WRITTEN PROBLEM 1 — According to the essay "From the Boundary," where did the writer see "Look Back in Anger" as a sixth former?
WRITTEN PROBLEM 2 — Copy everything from "Angry? No, furious." down to "angry. No, furious." in the essay "From the Boundary," swapping "Cathedral" for "Minster".

SELECTED EXCERPT —
********
FROM THE BOUNDARY

Surveying the landmarks Part six

 

For some reason I don’t quite understand, I got up this morning thinking about John Osborne’s iconic play, ‘Look Back in Anger’. I remember seeing it at Birmingham Rep when I was a sixth former. The play’s set in a little flat in the Midlands, where I was born and grew up. The main character is Jimmy Porter, a ‘leftie’, an angry young man, married out of his class to Alison in a world in which chivalry is dead and hurt and anger threaten to tear everything apart. For Jimmy, it’s because nothing has changed as it should have done. Paradoxically, it’s Cliff, the Welsh boy, who tries to keep the peace in the house. It occurred to me that my story is not unlike Jimmy’s, for I too, though not so young, have also been angry because nothing has changed in this little flat, the Church here in Barbados, which became my home, my orphanage, my reformatory, and caught, as I have been, between the two worlds of God and Caesar.
 
Angry? No, furious. Furious that so-called priests could be so careless with the truth, and all so shabbily, like other men. I’m thinking about my departure from the Cathedral in 2005, which I’ve previously written about, and which effectively ended my Diocesan career as a priest. ‘Mr. Hall has left the Cathedral at his own wish.’ ‘You what? But you told me the bishop was moving me. I didn’t want to go, and you know that. What game are you playing, and why?’ So yes, I was angry. No, furious.
 
I vowed I would never return to the Cathedral. All talk, of course. I’ve returned twice – for a funeral and to lend my minimal support at the installation of the present Dean, whom I remember with some affection from my Codrington days. However, more than this, I wanted to signal my anger to the world, to cry, like Zola, “J’Accuse!” in the ports and market places, to knock off someone’s mitre now and then in wild, destructive moments, and – here’s the point – like Luther to nail my charges, my theses, 95 of them if I could manage it, about this Church and these priests from the doors of my beloved Cathedral.
********
DATA SEGMENT —
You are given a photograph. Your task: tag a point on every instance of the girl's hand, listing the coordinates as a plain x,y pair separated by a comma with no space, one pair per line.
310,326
********
RESULT 1 — At Birmingham Rep.

RESULT 2 —
Angry? No, furious. Furious that so-called priests could be so careless with the truth, and all so shabbily, like other men. I’m thinking about my departure from the Minster in 2005, which I’ve previously written about, and which effectively ended my Diocesan career as a priest. ‘Mr. Hall has left the Minster at his own wish.’ ‘You what? But you told me the bishop was moving me. I didn’t want to go, and you know that. What game are you playing, and why?’ So yes, I was angry. No, furious.